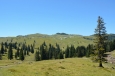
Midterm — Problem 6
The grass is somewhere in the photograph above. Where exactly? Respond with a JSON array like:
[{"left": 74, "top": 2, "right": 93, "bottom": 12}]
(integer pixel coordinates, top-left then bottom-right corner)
[
  {"left": 111, "top": 50, "right": 115, "bottom": 57},
  {"left": 0, "top": 58, "right": 115, "bottom": 76},
  {"left": 0, "top": 34, "right": 115, "bottom": 76}
]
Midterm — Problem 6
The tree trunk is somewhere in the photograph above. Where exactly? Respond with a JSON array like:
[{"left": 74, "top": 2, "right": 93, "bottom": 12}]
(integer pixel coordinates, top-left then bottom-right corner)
[
  {"left": 99, "top": 60, "right": 103, "bottom": 67},
  {"left": 99, "top": 56, "right": 103, "bottom": 67}
]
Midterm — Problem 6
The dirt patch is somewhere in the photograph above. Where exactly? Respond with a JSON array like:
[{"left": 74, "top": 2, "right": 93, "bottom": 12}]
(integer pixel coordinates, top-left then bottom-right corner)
[{"left": 104, "top": 52, "right": 115, "bottom": 64}]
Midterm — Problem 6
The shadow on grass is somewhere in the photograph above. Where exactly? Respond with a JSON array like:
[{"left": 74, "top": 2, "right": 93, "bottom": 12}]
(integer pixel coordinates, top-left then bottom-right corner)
[{"left": 58, "top": 66, "right": 65, "bottom": 69}]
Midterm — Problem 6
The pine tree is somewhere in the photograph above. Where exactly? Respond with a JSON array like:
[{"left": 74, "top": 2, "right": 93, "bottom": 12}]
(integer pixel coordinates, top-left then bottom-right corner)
[
  {"left": 43, "top": 41, "right": 46, "bottom": 46},
  {"left": 51, "top": 45, "right": 56, "bottom": 59},
  {"left": 55, "top": 43, "right": 61, "bottom": 59},
  {"left": 27, "top": 49, "right": 29, "bottom": 55},
  {"left": 24, "top": 50, "right": 26, "bottom": 55},
  {"left": 59, "top": 50, "right": 64, "bottom": 59},
  {"left": 65, "top": 45, "right": 69, "bottom": 58},
  {"left": 35, "top": 51, "right": 41, "bottom": 61},
  {"left": 48, "top": 44, "right": 52, "bottom": 59},
  {"left": 19, "top": 49, "right": 24, "bottom": 61},
  {"left": 86, "top": 44, "right": 91, "bottom": 57},
  {"left": 0, "top": 51, "right": 2, "bottom": 60},
  {"left": 77, "top": 46, "right": 82, "bottom": 57},
  {"left": 40, "top": 43, "right": 48, "bottom": 60},
  {"left": 8, "top": 43, "right": 13, "bottom": 60},
  {"left": 4, "top": 42, "right": 8, "bottom": 49},
  {"left": 94, "top": 16, "right": 107, "bottom": 67},
  {"left": 15, "top": 52, "right": 17, "bottom": 59},
  {"left": 1, "top": 42, "right": 4, "bottom": 54},
  {"left": 112, "top": 39, "right": 115, "bottom": 50},
  {"left": 31, "top": 46, "right": 34, "bottom": 54},
  {"left": 16, "top": 47, "right": 20, "bottom": 57},
  {"left": 27, "top": 45, "right": 31, "bottom": 52},
  {"left": 4, "top": 48, "right": 7, "bottom": 53}
]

........

- _Task objective_
Leave out every line above except those from the line with "The grass is" up to and including the line with "The tree trunk", and copy those exactly.

- _Task result_
The grass is somewhere in the photograph above. Where exactly? Respond with a JSON array like:
[{"left": 74, "top": 2, "right": 93, "bottom": 12}]
(integer pixel coordinates, top-left then bottom-right corner)
[
  {"left": 111, "top": 50, "right": 115, "bottom": 57},
  {"left": 0, "top": 58, "right": 115, "bottom": 76},
  {"left": 0, "top": 34, "right": 115, "bottom": 76}
]
Midterm — Problem 6
The tree trunk is somewhere in the photograph above. Where exactly? Respond with a JSON array like:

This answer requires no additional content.